▸ **TASK BRIEF**
Pick out every line in the records that contains the word "gray" and copy each one.

Named-object pointing records:
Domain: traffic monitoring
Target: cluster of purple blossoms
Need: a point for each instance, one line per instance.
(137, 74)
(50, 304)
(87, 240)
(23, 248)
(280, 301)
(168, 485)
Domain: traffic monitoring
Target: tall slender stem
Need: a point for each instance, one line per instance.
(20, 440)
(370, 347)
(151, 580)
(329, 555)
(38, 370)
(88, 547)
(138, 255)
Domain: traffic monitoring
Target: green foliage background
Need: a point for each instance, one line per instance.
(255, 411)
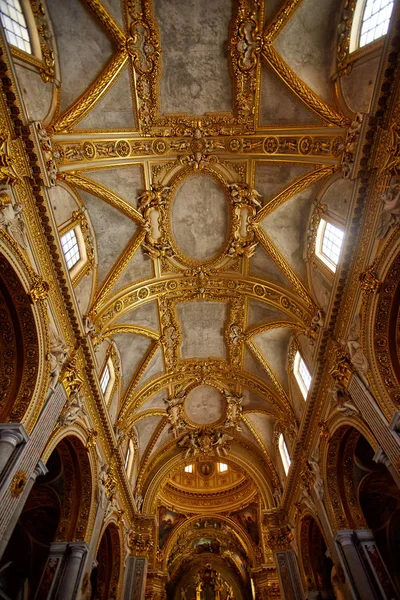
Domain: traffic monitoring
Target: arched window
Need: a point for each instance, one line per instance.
(14, 23)
(329, 243)
(371, 22)
(302, 374)
(284, 453)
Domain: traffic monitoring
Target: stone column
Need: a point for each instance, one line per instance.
(155, 583)
(365, 566)
(135, 578)
(12, 436)
(289, 574)
(20, 489)
(63, 572)
(11, 495)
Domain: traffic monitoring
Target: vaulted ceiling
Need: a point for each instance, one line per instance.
(198, 137)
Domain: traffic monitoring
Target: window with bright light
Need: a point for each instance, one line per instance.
(329, 243)
(302, 374)
(14, 23)
(284, 453)
(105, 379)
(70, 246)
(375, 20)
(127, 457)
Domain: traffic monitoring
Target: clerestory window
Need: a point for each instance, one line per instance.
(375, 20)
(70, 246)
(284, 453)
(105, 379)
(14, 23)
(302, 374)
(329, 243)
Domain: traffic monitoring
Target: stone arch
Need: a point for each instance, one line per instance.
(237, 457)
(105, 577)
(342, 502)
(23, 340)
(79, 435)
(241, 535)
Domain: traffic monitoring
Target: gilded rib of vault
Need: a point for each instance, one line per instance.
(195, 172)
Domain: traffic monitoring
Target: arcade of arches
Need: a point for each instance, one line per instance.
(199, 299)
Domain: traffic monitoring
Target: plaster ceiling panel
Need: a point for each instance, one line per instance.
(140, 267)
(76, 27)
(271, 178)
(115, 110)
(194, 65)
(338, 196)
(253, 366)
(308, 42)
(262, 265)
(155, 368)
(145, 315)
(205, 405)
(264, 425)
(259, 313)
(246, 433)
(37, 94)
(145, 430)
(114, 7)
(126, 181)
(83, 292)
(278, 106)
(156, 401)
(271, 8)
(107, 221)
(132, 349)
(200, 218)
(274, 345)
(62, 202)
(287, 227)
(202, 326)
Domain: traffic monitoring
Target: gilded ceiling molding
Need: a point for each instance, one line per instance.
(107, 22)
(94, 93)
(284, 266)
(46, 252)
(299, 88)
(117, 269)
(128, 328)
(300, 184)
(92, 187)
(216, 286)
(129, 394)
(149, 449)
(271, 374)
(311, 145)
(257, 329)
(152, 412)
(281, 19)
(204, 371)
(161, 466)
(264, 449)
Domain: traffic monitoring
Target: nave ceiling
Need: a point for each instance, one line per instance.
(197, 141)
(197, 146)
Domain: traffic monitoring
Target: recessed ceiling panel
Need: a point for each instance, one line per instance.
(202, 325)
(194, 61)
(200, 218)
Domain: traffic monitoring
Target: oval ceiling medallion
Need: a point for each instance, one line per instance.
(200, 219)
(205, 405)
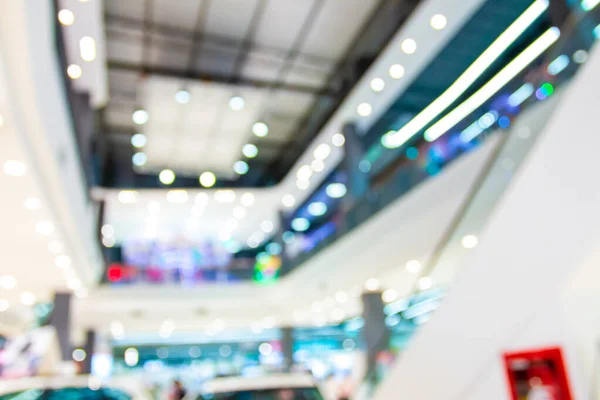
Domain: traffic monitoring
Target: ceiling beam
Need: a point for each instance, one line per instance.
(145, 69)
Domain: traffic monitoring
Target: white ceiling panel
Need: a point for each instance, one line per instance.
(282, 22)
(336, 26)
(183, 16)
(230, 18)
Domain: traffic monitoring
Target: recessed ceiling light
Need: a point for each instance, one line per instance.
(44, 228)
(409, 46)
(166, 177)
(108, 241)
(425, 283)
(66, 17)
(438, 22)
(317, 208)
(237, 103)
(207, 179)
(288, 200)
(364, 109)
(469, 241)
(239, 212)
(225, 196)
(27, 299)
(127, 196)
(139, 159)
(139, 140)
(87, 48)
(377, 84)
(372, 284)
(249, 150)
(338, 140)
(140, 117)
(336, 190)
(413, 266)
(74, 71)
(300, 224)
(247, 199)
(304, 173)
(317, 165)
(241, 167)
(267, 226)
(177, 196)
(322, 151)
(32, 203)
(396, 71)
(14, 168)
(8, 282)
(260, 129)
(183, 96)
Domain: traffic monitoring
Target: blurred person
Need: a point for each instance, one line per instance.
(178, 391)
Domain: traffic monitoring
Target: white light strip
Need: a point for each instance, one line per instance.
(588, 5)
(494, 85)
(471, 74)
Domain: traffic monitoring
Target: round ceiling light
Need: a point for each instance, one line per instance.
(300, 224)
(377, 84)
(183, 96)
(207, 179)
(336, 190)
(364, 109)
(74, 71)
(138, 140)
(396, 71)
(241, 167)
(409, 46)
(237, 103)
(140, 117)
(166, 176)
(260, 129)
(139, 159)
(438, 22)
(249, 150)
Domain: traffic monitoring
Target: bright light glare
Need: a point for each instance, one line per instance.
(317, 209)
(250, 150)
(74, 71)
(237, 103)
(300, 224)
(494, 85)
(166, 177)
(87, 48)
(377, 84)
(438, 22)
(469, 241)
(409, 46)
(207, 179)
(66, 17)
(471, 74)
(14, 168)
(336, 190)
(588, 5)
(138, 140)
(260, 129)
(364, 109)
(396, 71)
(559, 64)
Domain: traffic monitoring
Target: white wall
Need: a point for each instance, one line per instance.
(505, 298)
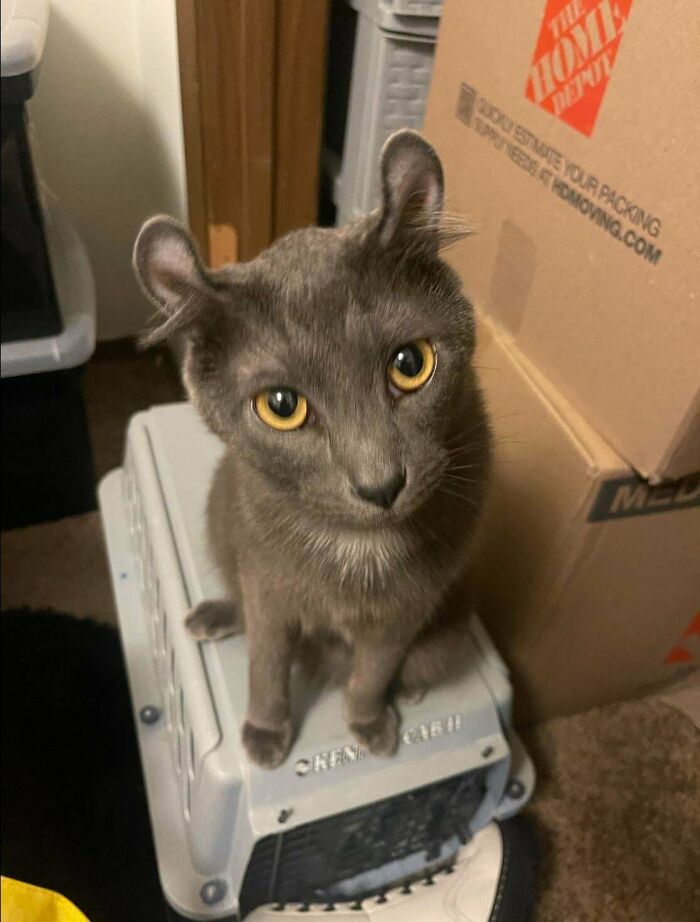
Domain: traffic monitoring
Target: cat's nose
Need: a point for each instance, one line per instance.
(382, 494)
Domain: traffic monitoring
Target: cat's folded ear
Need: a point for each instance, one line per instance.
(171, 274)
(412, 191)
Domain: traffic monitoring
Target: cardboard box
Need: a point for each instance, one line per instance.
(587, 577)
(569, 136)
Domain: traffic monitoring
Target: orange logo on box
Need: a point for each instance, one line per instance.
(681, 653)
(574, 57)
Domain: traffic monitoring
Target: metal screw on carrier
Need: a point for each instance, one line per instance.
(149, 714)
(213, 892)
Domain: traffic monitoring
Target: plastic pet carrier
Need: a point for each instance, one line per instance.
(426, 833)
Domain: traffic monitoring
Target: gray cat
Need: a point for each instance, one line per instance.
(336, 368)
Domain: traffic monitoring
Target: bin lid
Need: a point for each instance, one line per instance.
(24, 25)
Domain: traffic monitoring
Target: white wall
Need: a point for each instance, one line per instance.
(108, 135)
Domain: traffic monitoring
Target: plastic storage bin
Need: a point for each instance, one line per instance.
(392, 68)
(48, 310)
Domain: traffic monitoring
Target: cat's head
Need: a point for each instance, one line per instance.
(337, 363)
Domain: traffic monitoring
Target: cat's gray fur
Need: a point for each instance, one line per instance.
(310, 565)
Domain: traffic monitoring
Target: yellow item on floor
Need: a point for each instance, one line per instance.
(26, 903)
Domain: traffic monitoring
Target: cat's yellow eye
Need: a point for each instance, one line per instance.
(281, 408)
(412, 365)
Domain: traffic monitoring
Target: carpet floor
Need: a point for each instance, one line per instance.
(617, 805)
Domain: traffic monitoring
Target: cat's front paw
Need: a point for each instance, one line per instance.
(379, 735)
(213, 620)
(267, 748)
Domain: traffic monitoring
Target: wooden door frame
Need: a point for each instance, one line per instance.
(252, 76)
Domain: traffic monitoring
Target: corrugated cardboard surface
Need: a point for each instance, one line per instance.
(618, 332)
(588, 578)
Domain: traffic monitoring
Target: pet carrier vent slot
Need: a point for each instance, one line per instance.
(348, 844)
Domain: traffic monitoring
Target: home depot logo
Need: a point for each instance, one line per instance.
(686, 651)
(574, 57)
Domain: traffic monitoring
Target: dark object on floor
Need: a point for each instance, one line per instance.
(617, 813)
(74, 814)
(47, 469)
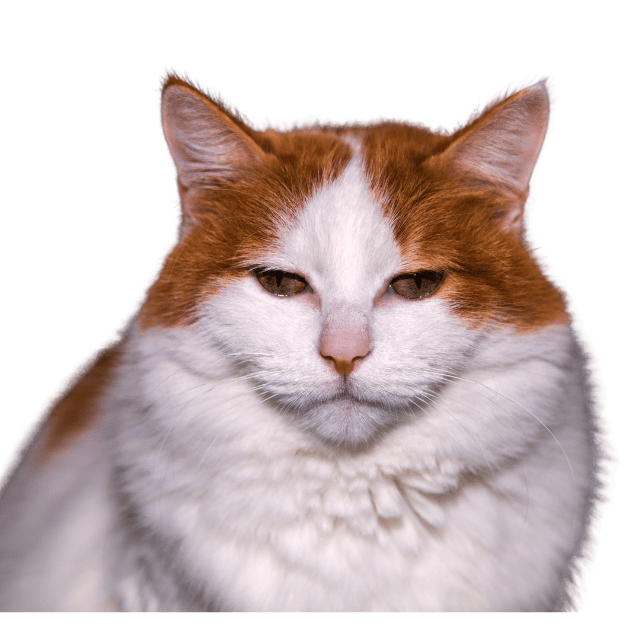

▸ **CORRECT RESULT**
Target: gray cat
Target: cat's gray fur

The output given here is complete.